Postby heg90 » Fri Jun 14, 2019 6:21 pm

Hi all,

I've been reading and rereading the delta method sections in Ch 6 of the MARK book, as well as Appendix B specifically relating to the method, but I'm struggling to understand it and am having a hard time determining how I can apply it to my data.

My top model from a single season occupancy analysis was an interaction model between the variables elevation and % size class 5 trees (%SC5), resulting in the following equation:

- logit(psi) = Bo + B1(elev) + B2(SC5) + B3(elev*SC5)
- logit(psi) = -1.1506 - 3.4923(elev) + 1.0602(SC5) + 3.1208(elev*SC5)

The MARK book states that I can use the equation var(ln(OR) = var(B1) + var(B2) + 2cov(B3,B4), and although I've output that from MARK [var(B1) = 0.00781, var(B2) = 0.01599, cov(B1,B2) = -0.00060), I don't see how that equation can be applied for specific cases of different elevation/%SC5 values.

For example, one of the confidence intervals I am interested in generating is for the odds ratio I derived to understand how odds of occurrence changes as %SC5 changes when I hold elevation at a constant low value. I should note that I standardized both elevation and %SC5 around a mean of 0 and a 1 unit change represents one standard deviation away from the mean. I derived an OR = 0.127 by using the above logit(psi) equation and holding elev = -1 (i.e. 1 standard deviation below the mean) to represent low elevation, and let SC5 range from -1, 0, and 1. This allowed me to make the following statement:

"A 1 unit (1 sd = 13.12%) change in SC5 at low elevations is associated with a decrease in odds of occurrence by 87% (OR=0.127). Similarly, a 5% change in SC5 at low elevations is associated with a decrease in odds of occurrence if 54.4% (OR=0.456)."

---

▶ Short problem 1:
Please rewrite everything from the start of the entries down to the line containing "x=24, y=241", swapping "shoreline" for "coastline" and keeping all else unchanged. Leave the pictures out.

▶ Exercise materials:
---

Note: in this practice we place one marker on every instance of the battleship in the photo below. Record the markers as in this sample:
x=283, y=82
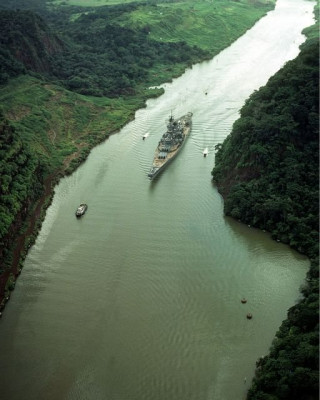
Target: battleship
x=170, y=143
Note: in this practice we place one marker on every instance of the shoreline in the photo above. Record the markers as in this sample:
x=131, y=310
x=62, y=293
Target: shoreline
x=24, y=241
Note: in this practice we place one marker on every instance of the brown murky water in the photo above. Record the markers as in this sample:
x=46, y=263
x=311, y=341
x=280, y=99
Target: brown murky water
x=140, y=299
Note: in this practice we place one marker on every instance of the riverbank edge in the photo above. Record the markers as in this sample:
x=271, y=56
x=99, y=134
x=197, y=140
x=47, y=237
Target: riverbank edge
x=22, y=242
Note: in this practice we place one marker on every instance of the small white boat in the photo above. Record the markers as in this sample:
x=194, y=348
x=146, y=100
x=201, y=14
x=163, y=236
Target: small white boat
x=81, y=210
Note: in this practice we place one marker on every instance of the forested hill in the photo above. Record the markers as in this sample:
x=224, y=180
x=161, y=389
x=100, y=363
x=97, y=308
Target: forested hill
x=90, y=54
x=26, y=43
x=268, y=172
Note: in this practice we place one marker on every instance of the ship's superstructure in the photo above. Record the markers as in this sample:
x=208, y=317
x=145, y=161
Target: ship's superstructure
x=171, y=142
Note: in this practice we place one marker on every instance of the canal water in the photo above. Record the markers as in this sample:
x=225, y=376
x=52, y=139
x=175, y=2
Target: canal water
x=140, y=298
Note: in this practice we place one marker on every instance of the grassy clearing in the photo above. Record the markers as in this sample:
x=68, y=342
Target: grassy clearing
x=56, y=123
x=209, y=25
x=93, y=3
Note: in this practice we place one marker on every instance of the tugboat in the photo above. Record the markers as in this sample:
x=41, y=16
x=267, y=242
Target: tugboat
x=81, y=210
x=171, y=143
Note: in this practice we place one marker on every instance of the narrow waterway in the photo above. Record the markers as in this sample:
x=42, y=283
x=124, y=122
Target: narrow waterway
x=140, y=298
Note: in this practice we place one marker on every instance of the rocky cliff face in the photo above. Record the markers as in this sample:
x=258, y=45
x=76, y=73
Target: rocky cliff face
x=26, y=40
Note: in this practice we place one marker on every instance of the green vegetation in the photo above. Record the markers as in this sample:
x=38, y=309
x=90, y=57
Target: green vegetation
x=268, y=172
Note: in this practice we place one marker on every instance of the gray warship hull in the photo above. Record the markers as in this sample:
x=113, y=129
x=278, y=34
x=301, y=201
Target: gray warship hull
x=171, y=143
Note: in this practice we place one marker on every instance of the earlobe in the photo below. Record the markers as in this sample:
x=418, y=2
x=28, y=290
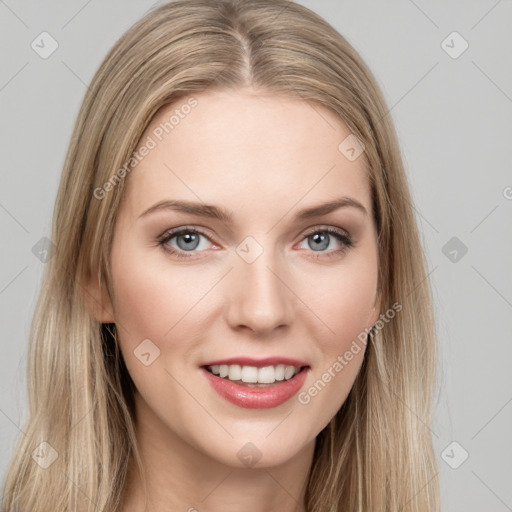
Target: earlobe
x=98, y=300
x=376, y=308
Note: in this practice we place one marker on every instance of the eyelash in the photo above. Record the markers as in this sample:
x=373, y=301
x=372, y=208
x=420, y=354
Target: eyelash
x=341, y=236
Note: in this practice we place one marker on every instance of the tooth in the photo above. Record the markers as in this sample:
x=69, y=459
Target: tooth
x=289, y=372
x=266, y=375
x=249, y=374
x=235, y=372
x=279, y=372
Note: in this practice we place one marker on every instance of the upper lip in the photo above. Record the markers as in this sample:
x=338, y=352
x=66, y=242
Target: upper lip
x=250, y=361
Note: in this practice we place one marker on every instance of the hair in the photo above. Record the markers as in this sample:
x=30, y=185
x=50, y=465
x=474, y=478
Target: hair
x=376, y=453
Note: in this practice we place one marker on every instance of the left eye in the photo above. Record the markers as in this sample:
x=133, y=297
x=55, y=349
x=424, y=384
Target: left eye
x=186, y=239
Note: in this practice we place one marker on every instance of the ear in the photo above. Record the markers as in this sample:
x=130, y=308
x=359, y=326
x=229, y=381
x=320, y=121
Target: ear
x=375, y=313
x=98, y=300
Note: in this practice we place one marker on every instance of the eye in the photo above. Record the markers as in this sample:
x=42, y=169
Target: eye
x=187, y=240
x=320, y=239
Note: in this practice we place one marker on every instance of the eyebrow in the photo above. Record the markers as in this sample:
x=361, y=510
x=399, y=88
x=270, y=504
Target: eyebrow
x=215, y=212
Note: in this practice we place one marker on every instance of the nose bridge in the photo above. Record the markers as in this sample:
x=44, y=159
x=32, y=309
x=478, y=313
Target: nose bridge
x=260, y=299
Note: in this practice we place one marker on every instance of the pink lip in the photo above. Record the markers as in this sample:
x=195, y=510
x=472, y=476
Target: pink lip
x=249, y=361
x=253, y=397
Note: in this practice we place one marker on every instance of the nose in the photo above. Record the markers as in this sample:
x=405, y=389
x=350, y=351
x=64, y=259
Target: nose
x=259, y=297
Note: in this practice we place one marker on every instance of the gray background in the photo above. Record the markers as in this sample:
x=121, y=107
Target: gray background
x=453, y=120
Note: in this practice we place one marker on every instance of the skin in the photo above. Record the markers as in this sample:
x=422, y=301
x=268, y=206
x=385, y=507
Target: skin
x=263, y=158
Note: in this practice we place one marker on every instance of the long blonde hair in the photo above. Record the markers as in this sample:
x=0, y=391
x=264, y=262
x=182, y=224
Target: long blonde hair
x=376, y=454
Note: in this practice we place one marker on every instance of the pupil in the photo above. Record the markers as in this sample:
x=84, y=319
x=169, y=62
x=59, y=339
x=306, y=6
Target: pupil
x=319, y=238
x=189, y=238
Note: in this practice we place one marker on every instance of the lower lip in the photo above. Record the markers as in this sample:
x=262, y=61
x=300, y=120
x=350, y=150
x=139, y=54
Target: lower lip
x=255, y=397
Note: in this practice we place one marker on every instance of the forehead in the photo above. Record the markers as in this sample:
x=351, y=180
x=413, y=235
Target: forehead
x=245, y=150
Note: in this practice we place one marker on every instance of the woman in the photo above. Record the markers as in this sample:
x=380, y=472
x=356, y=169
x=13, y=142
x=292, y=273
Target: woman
x=237, y=314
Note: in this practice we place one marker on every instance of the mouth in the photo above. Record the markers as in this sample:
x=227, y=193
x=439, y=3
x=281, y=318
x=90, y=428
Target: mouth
x=254, y=376
x=256, y=384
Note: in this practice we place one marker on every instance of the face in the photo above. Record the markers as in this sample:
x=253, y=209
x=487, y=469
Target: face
x=266, y=283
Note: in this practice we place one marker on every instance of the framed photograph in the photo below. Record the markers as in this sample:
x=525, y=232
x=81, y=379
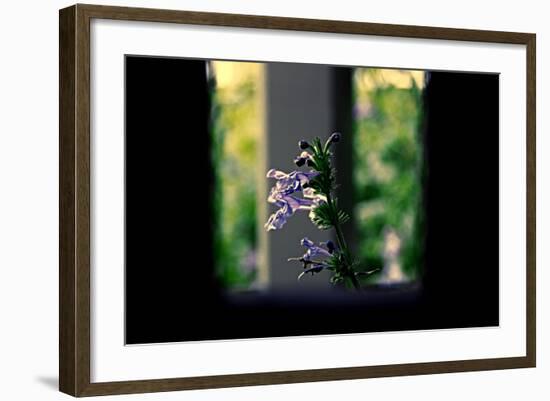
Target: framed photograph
x=250, y=200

---

▶ Short problem 2:
In the forum post on the delta method, what odds ratio was derived for a change in %SC5 while elevation was held at a low value?

▶ Worked answer 1:
Note: in this practice we place one marker on every instance of the battleship in the photo below. Record the markers as in this sample:
x=283, y=82
Target: battleship
x=170, y=143
Note: in this practice we place one marker on every instance of the coastline in the photo above. Record the markers as in this sample:
x=131, y=310
x=62, y=293
Target: coastline
x=24, y=241

▶ Worked answer 2:
0.127